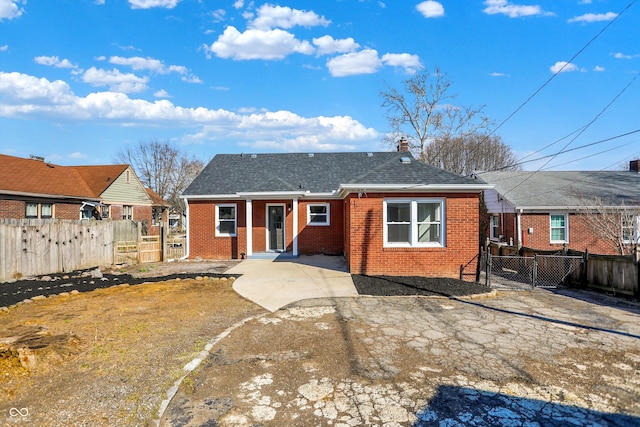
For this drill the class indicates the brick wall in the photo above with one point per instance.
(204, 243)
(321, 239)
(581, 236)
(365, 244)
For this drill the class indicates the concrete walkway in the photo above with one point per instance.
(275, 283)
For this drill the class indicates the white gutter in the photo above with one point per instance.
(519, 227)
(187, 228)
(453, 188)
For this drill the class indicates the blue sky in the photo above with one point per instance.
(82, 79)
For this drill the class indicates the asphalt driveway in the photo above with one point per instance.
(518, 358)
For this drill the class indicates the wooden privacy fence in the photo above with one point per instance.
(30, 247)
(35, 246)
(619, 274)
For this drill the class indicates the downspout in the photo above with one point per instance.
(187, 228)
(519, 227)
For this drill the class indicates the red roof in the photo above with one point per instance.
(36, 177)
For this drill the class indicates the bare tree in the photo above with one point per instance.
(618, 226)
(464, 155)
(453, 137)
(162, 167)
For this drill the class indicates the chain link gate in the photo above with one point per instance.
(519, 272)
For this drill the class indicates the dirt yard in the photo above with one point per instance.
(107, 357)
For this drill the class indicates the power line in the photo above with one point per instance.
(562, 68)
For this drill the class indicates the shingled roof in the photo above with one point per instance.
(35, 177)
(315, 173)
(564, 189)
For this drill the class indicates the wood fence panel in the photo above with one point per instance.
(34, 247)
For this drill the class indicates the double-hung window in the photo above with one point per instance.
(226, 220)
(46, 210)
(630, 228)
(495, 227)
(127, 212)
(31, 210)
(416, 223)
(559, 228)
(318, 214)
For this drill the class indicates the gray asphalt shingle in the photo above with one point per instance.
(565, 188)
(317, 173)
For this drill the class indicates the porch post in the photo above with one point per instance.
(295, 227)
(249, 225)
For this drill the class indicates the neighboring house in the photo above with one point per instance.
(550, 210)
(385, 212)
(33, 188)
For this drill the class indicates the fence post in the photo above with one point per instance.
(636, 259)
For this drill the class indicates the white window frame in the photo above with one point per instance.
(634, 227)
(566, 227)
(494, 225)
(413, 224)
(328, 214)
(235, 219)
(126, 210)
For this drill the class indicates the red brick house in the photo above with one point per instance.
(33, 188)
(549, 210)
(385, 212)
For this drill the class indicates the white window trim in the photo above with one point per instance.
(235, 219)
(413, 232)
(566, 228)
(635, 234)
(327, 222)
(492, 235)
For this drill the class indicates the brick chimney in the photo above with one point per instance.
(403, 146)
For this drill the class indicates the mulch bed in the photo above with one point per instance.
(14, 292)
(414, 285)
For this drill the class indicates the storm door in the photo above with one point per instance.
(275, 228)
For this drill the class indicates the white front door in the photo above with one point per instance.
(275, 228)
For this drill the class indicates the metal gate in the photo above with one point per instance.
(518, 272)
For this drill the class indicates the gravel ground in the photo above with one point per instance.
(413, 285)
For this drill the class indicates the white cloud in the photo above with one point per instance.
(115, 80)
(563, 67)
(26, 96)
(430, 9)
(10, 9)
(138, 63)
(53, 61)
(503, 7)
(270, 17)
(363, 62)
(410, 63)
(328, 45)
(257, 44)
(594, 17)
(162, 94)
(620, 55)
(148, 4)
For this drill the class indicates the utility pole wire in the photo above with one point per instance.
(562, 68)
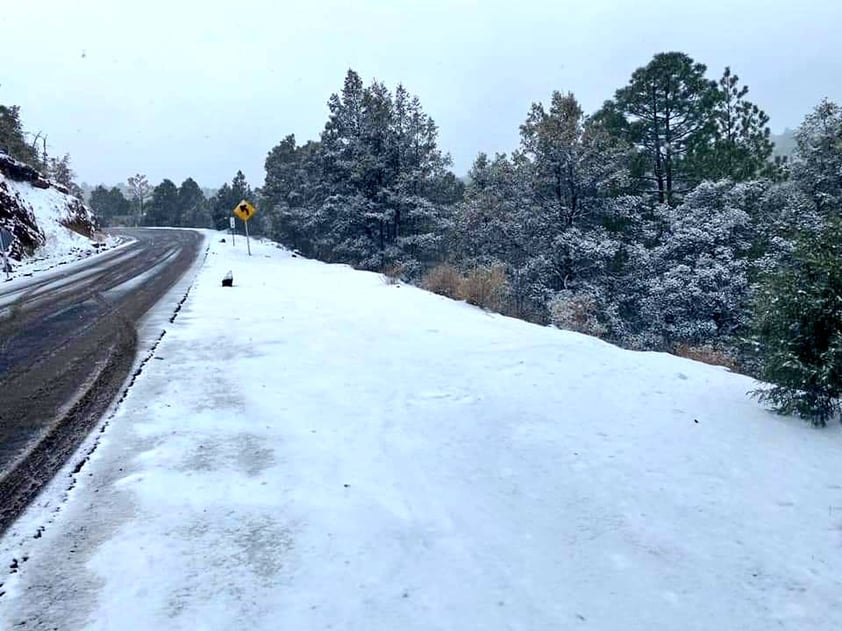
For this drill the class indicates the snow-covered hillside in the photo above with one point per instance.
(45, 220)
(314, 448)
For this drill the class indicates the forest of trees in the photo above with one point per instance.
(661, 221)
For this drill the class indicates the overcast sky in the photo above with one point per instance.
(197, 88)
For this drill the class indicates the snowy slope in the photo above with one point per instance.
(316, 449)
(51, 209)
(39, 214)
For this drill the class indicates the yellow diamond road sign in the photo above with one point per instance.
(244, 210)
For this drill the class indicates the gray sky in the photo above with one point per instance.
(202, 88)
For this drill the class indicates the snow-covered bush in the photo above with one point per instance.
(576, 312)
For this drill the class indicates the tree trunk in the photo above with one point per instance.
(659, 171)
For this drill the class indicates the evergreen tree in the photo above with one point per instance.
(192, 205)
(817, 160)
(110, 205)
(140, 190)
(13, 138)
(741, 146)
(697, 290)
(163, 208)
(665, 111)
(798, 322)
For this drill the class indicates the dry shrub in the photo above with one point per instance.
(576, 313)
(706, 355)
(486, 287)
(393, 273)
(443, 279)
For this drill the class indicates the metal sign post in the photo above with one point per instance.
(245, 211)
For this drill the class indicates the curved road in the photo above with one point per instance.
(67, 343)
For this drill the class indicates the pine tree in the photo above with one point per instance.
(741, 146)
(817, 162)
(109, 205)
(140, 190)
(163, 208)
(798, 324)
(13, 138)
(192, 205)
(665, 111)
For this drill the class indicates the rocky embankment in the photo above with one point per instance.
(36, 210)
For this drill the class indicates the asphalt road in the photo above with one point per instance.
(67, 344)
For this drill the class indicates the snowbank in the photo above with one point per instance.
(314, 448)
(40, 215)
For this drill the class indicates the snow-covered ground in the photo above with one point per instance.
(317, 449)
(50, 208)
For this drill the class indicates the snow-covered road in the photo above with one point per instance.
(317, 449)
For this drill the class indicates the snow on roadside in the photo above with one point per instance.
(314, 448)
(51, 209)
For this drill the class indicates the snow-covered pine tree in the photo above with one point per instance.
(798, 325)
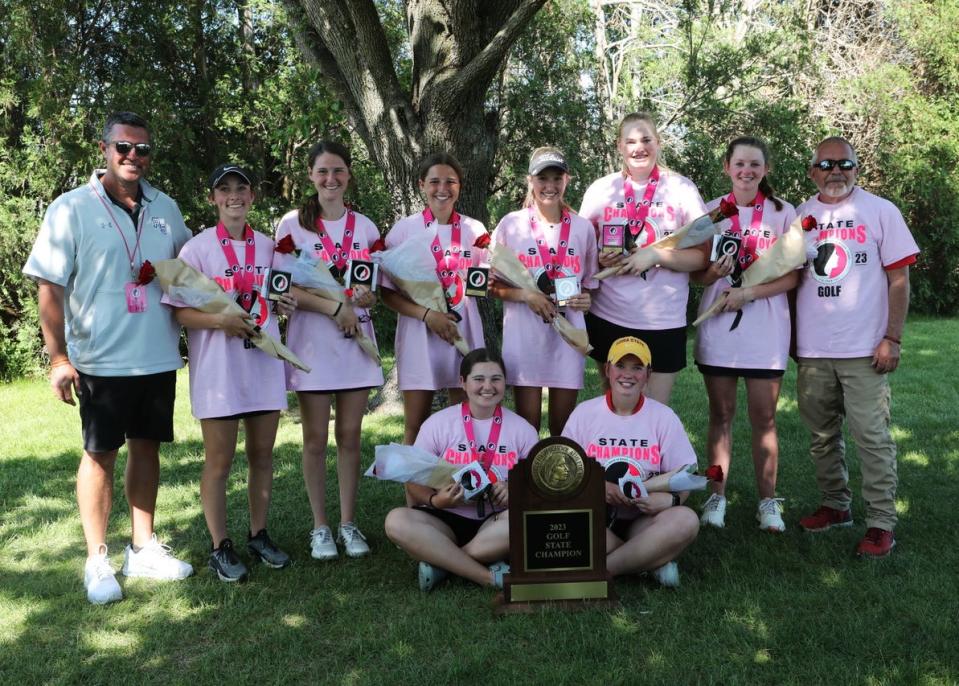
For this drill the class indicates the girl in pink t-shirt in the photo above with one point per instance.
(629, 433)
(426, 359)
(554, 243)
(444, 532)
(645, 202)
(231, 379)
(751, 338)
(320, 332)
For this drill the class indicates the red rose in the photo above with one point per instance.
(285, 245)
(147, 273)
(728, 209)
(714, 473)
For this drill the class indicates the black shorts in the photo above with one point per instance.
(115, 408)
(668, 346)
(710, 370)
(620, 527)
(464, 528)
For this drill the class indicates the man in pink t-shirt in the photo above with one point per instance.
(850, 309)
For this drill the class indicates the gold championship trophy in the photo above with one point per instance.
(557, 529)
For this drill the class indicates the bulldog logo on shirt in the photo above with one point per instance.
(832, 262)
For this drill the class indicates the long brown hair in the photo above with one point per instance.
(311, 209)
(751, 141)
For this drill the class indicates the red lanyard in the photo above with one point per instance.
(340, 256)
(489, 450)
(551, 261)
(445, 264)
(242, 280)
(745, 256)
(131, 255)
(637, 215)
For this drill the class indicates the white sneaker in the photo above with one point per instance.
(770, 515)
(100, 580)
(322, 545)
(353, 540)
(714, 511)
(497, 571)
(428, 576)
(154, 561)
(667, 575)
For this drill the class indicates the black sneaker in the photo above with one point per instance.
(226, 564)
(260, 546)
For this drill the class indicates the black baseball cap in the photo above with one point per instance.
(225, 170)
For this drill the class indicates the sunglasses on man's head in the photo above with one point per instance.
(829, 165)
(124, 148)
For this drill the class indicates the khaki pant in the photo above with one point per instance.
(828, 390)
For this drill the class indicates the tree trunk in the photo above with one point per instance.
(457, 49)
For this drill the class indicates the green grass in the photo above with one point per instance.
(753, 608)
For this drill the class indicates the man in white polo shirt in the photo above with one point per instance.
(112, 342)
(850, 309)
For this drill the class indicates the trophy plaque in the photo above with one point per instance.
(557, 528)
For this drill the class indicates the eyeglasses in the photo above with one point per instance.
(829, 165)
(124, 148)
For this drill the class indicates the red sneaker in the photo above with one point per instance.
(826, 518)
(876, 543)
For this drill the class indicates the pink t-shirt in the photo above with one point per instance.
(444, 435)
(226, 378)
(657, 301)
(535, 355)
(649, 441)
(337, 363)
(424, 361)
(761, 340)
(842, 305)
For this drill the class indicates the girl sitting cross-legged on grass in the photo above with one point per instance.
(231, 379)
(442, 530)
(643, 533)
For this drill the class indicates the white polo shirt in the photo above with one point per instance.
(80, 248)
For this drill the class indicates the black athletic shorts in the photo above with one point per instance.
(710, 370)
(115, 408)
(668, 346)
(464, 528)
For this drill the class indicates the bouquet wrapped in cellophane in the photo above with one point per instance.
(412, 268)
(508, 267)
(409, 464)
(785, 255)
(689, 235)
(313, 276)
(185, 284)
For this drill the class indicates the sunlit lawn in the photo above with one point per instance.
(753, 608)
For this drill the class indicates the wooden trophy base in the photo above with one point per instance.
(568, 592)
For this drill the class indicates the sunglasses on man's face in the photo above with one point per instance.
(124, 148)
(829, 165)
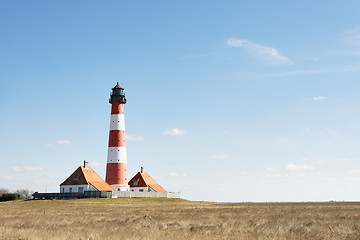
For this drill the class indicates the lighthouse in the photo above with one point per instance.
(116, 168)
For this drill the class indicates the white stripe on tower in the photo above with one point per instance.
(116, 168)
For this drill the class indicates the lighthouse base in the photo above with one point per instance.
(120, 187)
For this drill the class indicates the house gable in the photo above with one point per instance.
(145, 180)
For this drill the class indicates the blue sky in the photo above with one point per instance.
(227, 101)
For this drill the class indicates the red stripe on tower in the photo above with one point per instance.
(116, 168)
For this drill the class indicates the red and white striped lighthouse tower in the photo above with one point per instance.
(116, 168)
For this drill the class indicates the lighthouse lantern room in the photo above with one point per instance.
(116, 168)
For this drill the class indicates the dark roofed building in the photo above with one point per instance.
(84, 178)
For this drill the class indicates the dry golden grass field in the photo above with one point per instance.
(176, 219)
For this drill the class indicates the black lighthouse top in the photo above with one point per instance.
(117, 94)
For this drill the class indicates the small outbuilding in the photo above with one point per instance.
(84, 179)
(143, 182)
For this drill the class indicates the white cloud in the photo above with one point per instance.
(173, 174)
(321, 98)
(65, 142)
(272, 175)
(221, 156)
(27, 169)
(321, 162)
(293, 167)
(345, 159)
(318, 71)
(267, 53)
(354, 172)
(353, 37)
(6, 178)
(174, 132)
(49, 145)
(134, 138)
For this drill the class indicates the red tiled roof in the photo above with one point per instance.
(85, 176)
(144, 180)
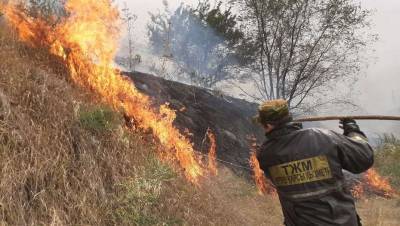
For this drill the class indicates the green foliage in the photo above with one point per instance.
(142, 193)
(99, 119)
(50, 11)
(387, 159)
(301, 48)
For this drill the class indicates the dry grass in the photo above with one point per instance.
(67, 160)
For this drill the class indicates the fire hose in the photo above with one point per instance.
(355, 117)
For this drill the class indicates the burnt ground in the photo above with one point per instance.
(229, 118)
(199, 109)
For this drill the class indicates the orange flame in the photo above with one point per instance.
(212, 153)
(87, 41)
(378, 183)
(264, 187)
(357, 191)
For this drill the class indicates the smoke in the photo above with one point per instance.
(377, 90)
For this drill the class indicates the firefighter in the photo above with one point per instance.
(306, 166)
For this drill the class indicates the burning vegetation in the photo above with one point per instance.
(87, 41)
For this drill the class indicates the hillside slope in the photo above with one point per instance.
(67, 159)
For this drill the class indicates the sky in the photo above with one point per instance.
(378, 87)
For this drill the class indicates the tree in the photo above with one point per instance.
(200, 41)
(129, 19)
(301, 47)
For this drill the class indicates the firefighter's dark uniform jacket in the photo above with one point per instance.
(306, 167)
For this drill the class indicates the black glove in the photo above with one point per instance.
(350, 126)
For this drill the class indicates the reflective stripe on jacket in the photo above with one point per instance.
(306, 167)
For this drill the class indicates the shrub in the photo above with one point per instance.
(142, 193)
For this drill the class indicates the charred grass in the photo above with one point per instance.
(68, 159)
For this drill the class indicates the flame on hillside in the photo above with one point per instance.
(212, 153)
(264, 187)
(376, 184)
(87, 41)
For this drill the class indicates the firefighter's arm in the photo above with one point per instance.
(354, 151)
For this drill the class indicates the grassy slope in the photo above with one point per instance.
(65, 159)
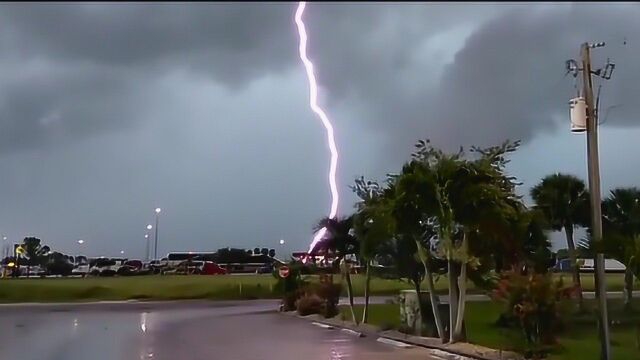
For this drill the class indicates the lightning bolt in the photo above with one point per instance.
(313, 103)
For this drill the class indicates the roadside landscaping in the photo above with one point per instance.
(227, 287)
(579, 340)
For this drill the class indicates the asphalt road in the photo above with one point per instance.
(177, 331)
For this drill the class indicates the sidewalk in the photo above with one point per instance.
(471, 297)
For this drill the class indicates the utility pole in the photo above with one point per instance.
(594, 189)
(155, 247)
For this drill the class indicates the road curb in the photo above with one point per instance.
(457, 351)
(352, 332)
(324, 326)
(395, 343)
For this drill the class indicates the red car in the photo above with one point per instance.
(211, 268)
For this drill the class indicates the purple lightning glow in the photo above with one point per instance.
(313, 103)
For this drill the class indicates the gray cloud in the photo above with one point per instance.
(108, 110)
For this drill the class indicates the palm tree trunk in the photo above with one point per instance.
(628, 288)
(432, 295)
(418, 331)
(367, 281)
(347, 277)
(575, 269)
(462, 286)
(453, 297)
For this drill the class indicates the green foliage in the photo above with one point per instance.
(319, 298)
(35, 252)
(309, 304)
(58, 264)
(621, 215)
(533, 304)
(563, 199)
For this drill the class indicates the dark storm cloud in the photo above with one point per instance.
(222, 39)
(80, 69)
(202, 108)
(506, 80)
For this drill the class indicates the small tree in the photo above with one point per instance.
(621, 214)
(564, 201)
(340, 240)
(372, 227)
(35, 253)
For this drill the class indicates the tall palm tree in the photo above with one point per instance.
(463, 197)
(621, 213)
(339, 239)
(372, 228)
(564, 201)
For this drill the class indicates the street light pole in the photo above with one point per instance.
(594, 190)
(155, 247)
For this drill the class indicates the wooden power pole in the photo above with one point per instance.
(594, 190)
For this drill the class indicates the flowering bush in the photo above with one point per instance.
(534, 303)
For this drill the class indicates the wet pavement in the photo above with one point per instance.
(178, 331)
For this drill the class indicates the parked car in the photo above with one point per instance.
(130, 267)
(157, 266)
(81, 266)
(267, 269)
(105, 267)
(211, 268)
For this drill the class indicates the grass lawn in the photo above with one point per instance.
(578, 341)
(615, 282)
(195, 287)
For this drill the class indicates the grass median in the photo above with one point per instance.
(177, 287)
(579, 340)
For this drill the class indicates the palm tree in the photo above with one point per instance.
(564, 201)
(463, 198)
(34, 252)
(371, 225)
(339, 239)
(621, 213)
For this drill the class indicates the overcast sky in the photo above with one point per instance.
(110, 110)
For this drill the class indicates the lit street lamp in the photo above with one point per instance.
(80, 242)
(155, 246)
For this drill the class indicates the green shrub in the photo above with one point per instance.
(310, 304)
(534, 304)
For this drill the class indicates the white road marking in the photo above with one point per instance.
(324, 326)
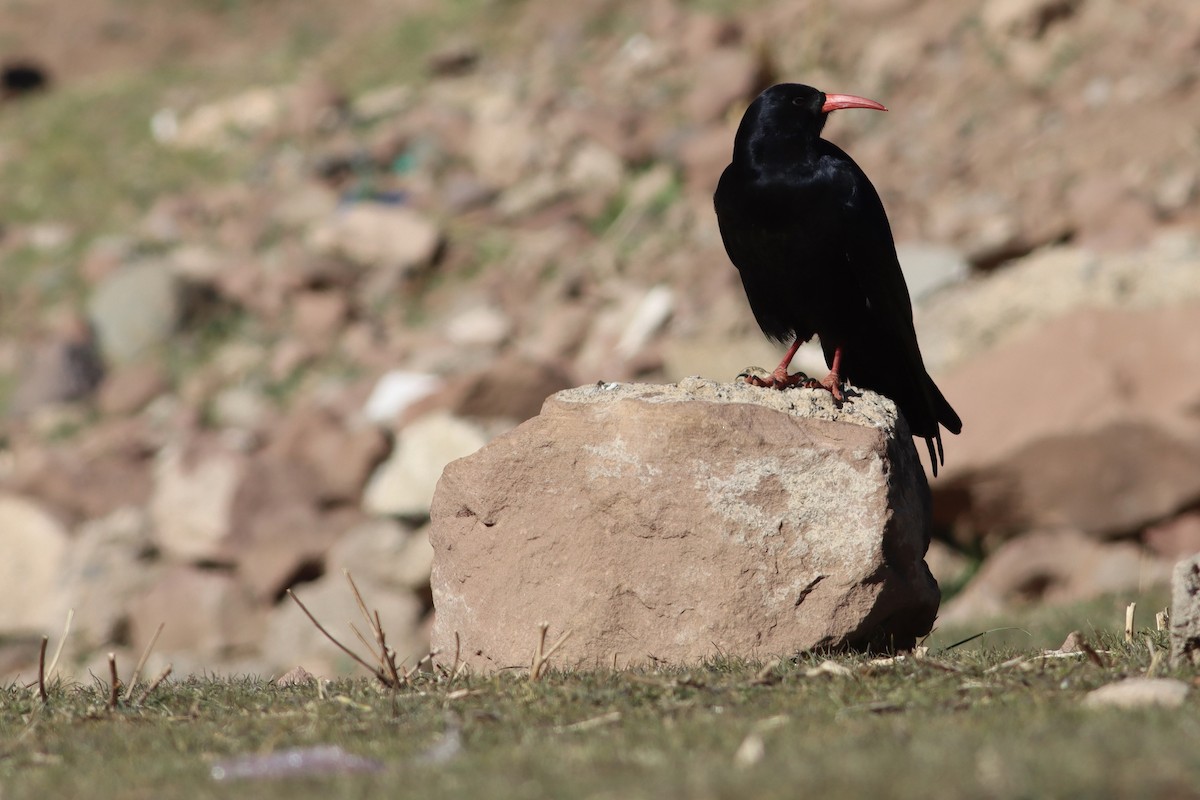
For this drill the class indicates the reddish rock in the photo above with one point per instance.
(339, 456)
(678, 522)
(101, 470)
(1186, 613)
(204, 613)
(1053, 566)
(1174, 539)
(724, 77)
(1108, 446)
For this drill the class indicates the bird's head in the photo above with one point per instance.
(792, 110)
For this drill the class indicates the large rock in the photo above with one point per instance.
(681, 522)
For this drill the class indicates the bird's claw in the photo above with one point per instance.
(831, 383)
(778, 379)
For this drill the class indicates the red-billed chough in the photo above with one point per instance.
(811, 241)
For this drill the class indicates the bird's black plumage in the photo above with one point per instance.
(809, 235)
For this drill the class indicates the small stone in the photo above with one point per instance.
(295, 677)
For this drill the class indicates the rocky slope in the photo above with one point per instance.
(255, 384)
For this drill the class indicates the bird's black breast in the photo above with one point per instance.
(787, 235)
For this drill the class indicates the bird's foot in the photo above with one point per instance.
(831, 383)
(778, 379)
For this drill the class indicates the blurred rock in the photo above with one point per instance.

_Given instruction_
Repeat exactly the lines from the one containing "For this drill the class indicates the palm tree in" through the last line of the records above, both included, and leave out the pictures.

_Expected answer_
For this drill the class indicates the palm tree in the photo above with one point per instance.
(564, 201)
(463, 198)
(34, 252)
(371, 225)
(339, 239)
(621, 213)
For this drill the class indicates the overcast sky in the photo above with one point per instance.
(110, 110)
For this drill the class indicates the lit street lamp in the photo above with one point per instance.
(80, 242)
(155, 246)
For this drill the class indicates the green shrub in the photo above with one point per instance.
(310, 304)
(534, 304)
For this drill the class indicates the white road marking in the photo above with one point per instance.
(324, 326)
For this drill the class indicates the reddish rock in the photo above with one point per instance.
(339, 456)
(678, 522)
(101, 470)
(1186, 613)
(204, 613)
(1053, 566)
(1174, 539)
(724, 77)
(1108, 446)
For this drill the class indicates the bird's head in the photo above with one point per instance.
(792, 110)
For this drill the class indicates the large rock in the photo above with one point per instance.
(681, 522)
For this drill the class indicates the bird's claw in the photo above with one point per instance.
(831, 383)
(778, 379)
For this drill the class indicates the red-billed chough in the photo above with one point per instance.
(811, 241)
For this drill the class indicates the bird's black plumage in the photo above with one point per instance.
(809, 235)
For this drill the class indicates the small stone in the photo above with one point per instance.
(295, 677)
For this drill the class indicates the rocky slope in the photo above with one point per instance.
(255, 384)
For this drill the class indicates the bird's black breast in the photo above with one point per instance.
(787, 235)
For this drill the class indicates the bird's foot in the photo above with one point per instance.
(831, 383)
(778, 379)
For this drill the class indicates the blurred rock in the photo above with one point per instance.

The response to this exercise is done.